Dataset items
◆ ◆ ◆ ◆ ◆ ◆ ◆
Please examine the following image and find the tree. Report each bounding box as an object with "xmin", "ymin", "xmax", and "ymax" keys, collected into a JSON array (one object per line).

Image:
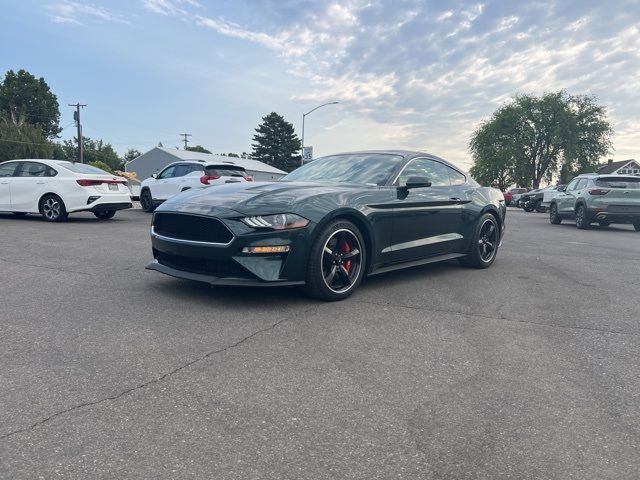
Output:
[
  {"xmin": 0, "ymin": 70, "xmax": 62, "ymax": 139},
  {"xmin": 185, "ymin": 145, "xmax": 211, "ymax": 153},
  {"xmin": 89, "ymin": 160, "xmax": 113, "ymax": 173},
  {"xmin": 0, "ymin": 112, "xmax": 54, "ymax": 162},
  {"xmin": 251, "ymin": 112, "xmax": 300, "ymax": 172},
  {"xmin": 124, "ymin": 148, "xmax": 142, "ymax": 162},
  {"xmin": 469, "ymin": 90, "xmax": 613, "ymax": 188},
  {"xmin": 62, "ymin": 137, "xmax": 124, "ymax": 170}
]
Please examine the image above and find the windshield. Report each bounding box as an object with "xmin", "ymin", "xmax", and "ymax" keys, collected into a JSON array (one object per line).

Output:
[
  {"xmin": 595, "ymin": 177, "xmax": 640, "ymax": 189},
  {"xmin": 56, "ymin": 162, "xmax": 111, "ymax": 175},
  {"xmin": 282, "ymin": 153, "xmax": 403, "ymax": 185}
]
◆ ◆ ◆ ◆ ◆ ◆ ◆
## WHAT YOU NEED TO DO
Rescale every record above by rewriting each one in full, text included, with every bounding-box coordinate multiplied by 1.6 and rounded to a whole number (halves go up). Leave the pictures out.

## EXERCISE RESPONSE
Please examine the following image and find the tree. Report each bounding box as an object with "xmin", "ymin", "xmax", and "ymax" keys, collected into a JSON array (one object per line).

Image:
Output:
[
  {"xmin": 0, "ymin": 112, "xmax": 99, "ymax": 222},
  {"xmin": 296, "ymin": 232, "xmax": 338, "ymax": 245},
  {"xmin": 142, "ymin": 256, "xmax": 181, "ymax": 277},
  {"xmin": 0, "ymin": 179, "xmax": 86, "ymax": 259},
  {"xmin": 402, "ymin": 179, "xmax": 480, "ymax": 275},
  {"xmin": 198, "ymin": 237, "xmax": 227, "ymax": 259},
  {"xmin": 750, "ymin": 144, "xmax": 981, "ymax": 301},
  {"xmin": 99, "ymin": 219, "xmax": 198, "ymax": 272}
]
Please examine the image above and find the windshield. Report each bounding box as an object with "xmin", "ymin", "xmax", and "ymax" keys, collected into a JSON array (one object per line).

Output:
[
  {"xmin": 952, "ymin": 283, "xmax": 1024, "ymax": 302},
  {"xmin": 90, "ymin": 259, "xmax": 178, "ymax": 280},
  {"xmin": 451, "ymin": 245, "xmax": 645, "ymax": 296}
]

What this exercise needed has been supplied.